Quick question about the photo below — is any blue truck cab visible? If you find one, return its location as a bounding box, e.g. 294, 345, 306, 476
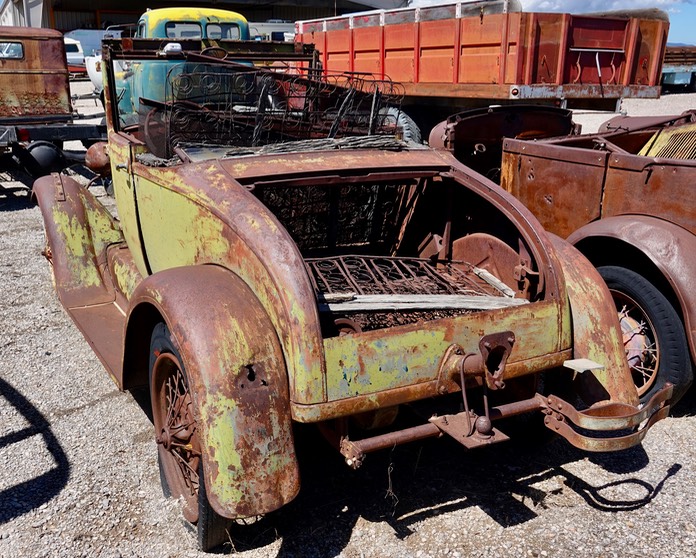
116, 8, 249, 124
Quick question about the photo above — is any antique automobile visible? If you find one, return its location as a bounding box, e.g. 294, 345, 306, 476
35, 38, 672, 550
0, 26, 106, 179
500, 111, 696, 403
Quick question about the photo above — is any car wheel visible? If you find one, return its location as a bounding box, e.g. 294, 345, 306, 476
150, 323, 231, 551
598, 266, 693, 404
380, 107, 423, 143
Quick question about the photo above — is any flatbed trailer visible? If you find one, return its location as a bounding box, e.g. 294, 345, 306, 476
296, 1, 669, 130
662, 46, 696, 91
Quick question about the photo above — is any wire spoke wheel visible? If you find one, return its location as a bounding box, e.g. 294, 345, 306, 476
610, 290, 660, 397
152, 346, 201, 523
597, 266, 693, 405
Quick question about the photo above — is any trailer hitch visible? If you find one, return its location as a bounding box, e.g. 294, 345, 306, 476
430, 331, 515, 448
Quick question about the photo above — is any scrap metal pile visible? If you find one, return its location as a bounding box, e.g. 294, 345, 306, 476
139, 56, 403, 159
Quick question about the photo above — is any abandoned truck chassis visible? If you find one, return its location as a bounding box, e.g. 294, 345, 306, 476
35, 37, 671, 549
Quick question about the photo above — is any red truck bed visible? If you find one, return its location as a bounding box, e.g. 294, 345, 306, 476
296, 2, 669, 109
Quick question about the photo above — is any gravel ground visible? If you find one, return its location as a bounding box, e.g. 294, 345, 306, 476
0, 84, 696, 558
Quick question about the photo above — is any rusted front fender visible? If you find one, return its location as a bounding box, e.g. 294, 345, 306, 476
33, 174, 123, 311
568, 215, 696, 361
549, 234, 638, 406
126, 265, 299, 518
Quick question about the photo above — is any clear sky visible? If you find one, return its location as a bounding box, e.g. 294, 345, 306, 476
408, 0, 696, 45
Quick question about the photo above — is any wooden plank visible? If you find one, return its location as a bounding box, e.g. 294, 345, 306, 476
319, 293, 529, 312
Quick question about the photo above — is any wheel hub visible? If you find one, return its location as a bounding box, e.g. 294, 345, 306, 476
619, 312, 650, 367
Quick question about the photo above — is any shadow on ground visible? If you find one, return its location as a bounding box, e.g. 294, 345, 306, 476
0, 378, 70, 525
209, 422, 681, 558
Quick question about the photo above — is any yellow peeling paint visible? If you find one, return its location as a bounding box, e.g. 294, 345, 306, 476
201, 397, 244, 502
137, 177, 230, 272
324, 302, 566, 401
53, 209, 102, 287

################

• _Task requirements_
Please reproduce the part of the listing above that opens with the line containing "Quick question about the photo above — is any flatbed" and closes with the line containing "139, 56, 403, 159", both lines included, keeping every line exactly as it appears.

• _Answer below_
Quick question about the photo above — is any flatbed trailer visible? If you find one, return its location as a bounding box, e.g. 294, 345, 306, 476
296, 1, 669, 130
662, 46, 696, 91
Quick question about the photo above — is any wire spoke wheel visible? If you find one, return its location as a bounding box, e.g. 294, 345, 306, 476
610, 290, 660, 397
152, 346, 201, 523
597, 266, 693, 405
Quick question about the photo above — is any trailer hitch visible? If you find one, return its location as a bounding box, e.g. 294, 345, 306, 476
430, 331, 515, 448
Quick question about the photo above — is any scrap metal pile visible? If you find one, return its location as a bounding box, e.g. 294, 345, 306, 476
139, 56, 403, 159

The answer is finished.